>> begin

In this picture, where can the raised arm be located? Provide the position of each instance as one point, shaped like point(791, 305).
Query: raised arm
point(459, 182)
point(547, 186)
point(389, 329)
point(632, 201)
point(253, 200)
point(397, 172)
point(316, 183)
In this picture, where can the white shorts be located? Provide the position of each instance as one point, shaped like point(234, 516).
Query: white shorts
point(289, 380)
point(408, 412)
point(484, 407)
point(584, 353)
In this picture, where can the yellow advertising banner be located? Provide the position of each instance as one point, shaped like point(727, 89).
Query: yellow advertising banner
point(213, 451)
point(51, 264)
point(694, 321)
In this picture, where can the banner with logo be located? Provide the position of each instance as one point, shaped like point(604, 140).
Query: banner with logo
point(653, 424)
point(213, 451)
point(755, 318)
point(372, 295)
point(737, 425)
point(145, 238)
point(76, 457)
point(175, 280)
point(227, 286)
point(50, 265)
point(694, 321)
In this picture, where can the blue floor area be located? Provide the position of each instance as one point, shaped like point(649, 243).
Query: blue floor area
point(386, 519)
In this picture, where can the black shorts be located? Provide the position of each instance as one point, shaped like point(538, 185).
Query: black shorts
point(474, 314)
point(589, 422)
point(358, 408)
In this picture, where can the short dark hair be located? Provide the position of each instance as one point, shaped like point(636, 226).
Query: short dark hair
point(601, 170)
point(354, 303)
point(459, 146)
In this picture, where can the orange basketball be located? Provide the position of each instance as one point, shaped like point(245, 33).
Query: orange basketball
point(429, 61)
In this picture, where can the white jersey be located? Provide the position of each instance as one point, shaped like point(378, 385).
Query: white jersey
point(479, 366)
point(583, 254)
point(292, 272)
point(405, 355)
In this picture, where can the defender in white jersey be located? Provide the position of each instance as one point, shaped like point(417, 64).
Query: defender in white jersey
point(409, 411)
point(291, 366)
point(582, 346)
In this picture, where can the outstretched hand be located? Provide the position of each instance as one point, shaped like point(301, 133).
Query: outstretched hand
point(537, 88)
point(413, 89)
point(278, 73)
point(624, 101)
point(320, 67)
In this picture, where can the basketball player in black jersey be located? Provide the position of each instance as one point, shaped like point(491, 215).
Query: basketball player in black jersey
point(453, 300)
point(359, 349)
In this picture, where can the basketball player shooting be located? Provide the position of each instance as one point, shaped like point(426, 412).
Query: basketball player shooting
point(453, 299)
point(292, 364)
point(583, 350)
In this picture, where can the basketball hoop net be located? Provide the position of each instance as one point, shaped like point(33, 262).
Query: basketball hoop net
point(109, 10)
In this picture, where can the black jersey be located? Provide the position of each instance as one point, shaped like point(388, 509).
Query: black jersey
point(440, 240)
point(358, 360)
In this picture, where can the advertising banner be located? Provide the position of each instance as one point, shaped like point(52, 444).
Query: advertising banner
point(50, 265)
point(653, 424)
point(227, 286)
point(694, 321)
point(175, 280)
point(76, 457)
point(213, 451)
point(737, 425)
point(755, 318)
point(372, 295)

>> end

Arrange every line of the items above into a numbered list, dropping any blank lines.

1. In this picture, where can the raised arm be located? Provide the position of each instance as one point, shaped like point(791, 305).
2. Query: raised arm
3. point(459, 182)
4. point(547, 186)
5. point(389, 329)
6. point(632, 201)
7. point(253, 200)
8. point(397, 172)
9. point(316, 183)
10. In this picture, where can the white shorts be located? Provide the position of each instance as one point, shaped like point(234, 516).
11. Query: white shorts
12. point(289, 380)
13. point(408, 412)
14. point(484, 407)
15. point(584, 353)
16. In this picture, where can the yellow advertising banner be located? Provide the position of each instance as one point, shaped like point(727, 89).
17. Query: yellow advertising banner
18. point(213, 451)
19. point(51, 264)
20. point(694, 321)
21. In this picture, where can the banner with logo be located? Provide the position of each instance as one point, shaped like point(604, 140).
22. Query: banner with logo
23. point(653, 424)
24. point(213, 451)
25. point(755, 318)
26. point(372, 295)
27. point(737, 425)
28. point(145, 238)
29. point(76, 457)
30. point(175, 280)
31. point(227, 286)
32. point(50, 265)
33. point(694, 321)
34. In this picture, where can the blue floor area be located? Provide the position of each instance as one point, shaped like point(649, 243).
35. Query: blue floor area
36. point(386, 519)
37. In this picture, where can the black shorts be located? Provide the position of each instance as one point, shaped like point(538, 185).
38. Query: black shorts
39. point(474, 314)
40. point(589, 422)
41. point(358, 408)
42. In this picture, where can the short dark hair be located? Provide the position of each instance as one point, shaped like point(636, 226).
43. Query: short dark hair
44. point(601, 170)
45. point(354, 303)
46. point(459, 146)
47. In this picture, where can the orange basketball be located? Provide the position of each instance as one point, shaped like point(245, 33).
48. Query: orange basketball
49. point(429, 61)
50. In this picture, where can the white jersey be located? Provide the position of each instance as one point, shaped like point(378, 385).
51. Query: white jersey
52. point(479, 366)
53. point(583, 254)
54. point(292, 272)
55. point(405, 355)
56. In this picture, where can the defender in white jersey be located? Provide the position of each instance as one point, shaped like point(417, 64).
57. Query: defender in white jersey
58. point(409, 411)
59. point(291, 366)
60. point(582, 346)
61. In this picture, where can the outstretched hand be located? Provide the position of each instance as one point, shaped like point(301, 133).
62. Query: outstretched hand
63. point(537, 88)
64. point(413, 89)
65. point(278, 73)
66. point(624, 101)
67. point(320, 67)
68. In this picture, where can the basketball player in black jersey be located? Provide the position of each instance as one point, shaped like point(491, 215).
69. Query: basketball player in black jersey
70. point(453, 300)
71. point(359, 349)
72. In this picture, where can the basketball player shooting be located? Provide the position of each instance as one point, shaped like point(426, 412).
73. Query: basketball player shooting
74. point(453, 299)
75. point(292, 364)
76. point(583, 350)
77. In this picture, where can the basketball hoop net be located? Provide the position of each instance as one point, shaped like point(33, 262).
78. Query: basketball hoop net
79. point(109, 10)
80. In this picture, where can the black jersey be located? Provide the position of each instance as one point, shaped like point(388, 509).
81. Query: black jersey
82. point(440, 240)
83. point(358, 360)
84. In this picture, where can the advertising banner be located? Provide the position of each instance as one point, shaped like point(52, 444).
85. Query: advertising banner
86. point(50, 265)
87. point(653, 424)
88. point(227, 286)
89. point(694, 321)
90. point(175, 280)
91. point(76, 457)
92. point(213, 451)
93. point(737, 425)
94. point(755, 318)
95. point(372, 295)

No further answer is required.